International Denmark to set retirement age to 70

Younger people better start saving accordingly. Zero fucking chance id work that long... Let alone to rely on the government. Especially because they have socialized medicine. I want to retire by 60... But the only thing that might hold me back is insurance coverage.

If I lived there? Id be out of the workforce by 60. Fuck telling me I have work my whole life. Nothing is guaranteed, life expectancy be damned.
 
Younger people better start saving accordingly. Zero fucking chance id work that long... Let alone to rely on the government. Especially because they have socialized medicine. I want to retire by 60... But the only thing that might hold me back is insurance coverage.

If I lived there? Id be out of the workforce by 60. Fuck telling me I have work my whole life. Nothing is guaranteed, life expectancy be damned.
Just make @lsa a mod already.

Make him move and shut down threads til his 70.
 
Someone gotta pay those immigrant benefits.
Well I would imagine it’s actually for the generous social democracy they already had. Somebody has to pay for it. I remember reading years ago that a lot of the Northern European nations have a huge amount of young adults not working because they have a welfare system they can fall back on.

So if people are fucking around in their late teens, early twenties, pushing retirement to 70 kind of makes it so that they’re working the same as everyone else.

◇ ◇ ◇

> The task: Please copy out the forum thread on Denmark raising its retirement age to 70, word for word.

> Supplied material:
◇ ◇ ◇

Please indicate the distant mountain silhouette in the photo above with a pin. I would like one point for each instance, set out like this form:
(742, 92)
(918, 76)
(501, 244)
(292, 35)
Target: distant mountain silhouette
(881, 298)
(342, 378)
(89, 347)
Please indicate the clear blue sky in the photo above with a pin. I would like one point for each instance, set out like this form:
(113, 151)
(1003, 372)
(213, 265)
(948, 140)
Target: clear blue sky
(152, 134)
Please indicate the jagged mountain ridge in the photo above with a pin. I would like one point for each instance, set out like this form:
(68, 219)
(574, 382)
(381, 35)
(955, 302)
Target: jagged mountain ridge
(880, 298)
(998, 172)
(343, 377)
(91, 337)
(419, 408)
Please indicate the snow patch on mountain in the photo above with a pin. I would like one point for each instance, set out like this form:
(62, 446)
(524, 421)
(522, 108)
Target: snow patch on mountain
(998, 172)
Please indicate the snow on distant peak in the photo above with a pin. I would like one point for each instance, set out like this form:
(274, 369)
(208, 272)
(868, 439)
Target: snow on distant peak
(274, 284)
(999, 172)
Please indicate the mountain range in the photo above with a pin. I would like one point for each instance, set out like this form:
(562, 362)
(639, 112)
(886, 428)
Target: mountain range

◇ ◇ ◇

> Solution for this problem:
International Denmark to set retirement age to 70

Younger people better start saving accordingly. Zero fucking chance id work that long... Let alone to rely on the government. Especially because they have socialized medicine. I want to retire by 60... But the only thing that might hold me back is insurance coverage.

If I lived there? Id be out of the workforce by 60. Fuck telling me I have work my whole life. Nothing is guaranteed, life expectancy be damned.
 
Younger people better start saving accordingly. Zero fucking chance id work that long... Let alone to rely on the government. Especially because they have socialized medicine. I want to retire by 60... But the only thing that might hold me back is insurance coverage.

If I lived there? Id be out of the workforce by 60. Fuck telling me I have work my whole life. Nothing is guaranteed, life expectancy be damned.
Just make @lsa a mod already.

Make him move and shut down threads til his 70.
 
Someone gotta pay those immigrant benefits.
Well I would imagine it’s actually for the generous social democracy they already had. Somebody has to pay for it. I remember reading years ago that a lot of the Northern European nations have a huge amount of young adults not working because they have a welfare system they can fall back on.

So if people are fucking around in their late teens, early twenties, pushing retirement to 70 kind of makes it so that they’re working the same as everyone else.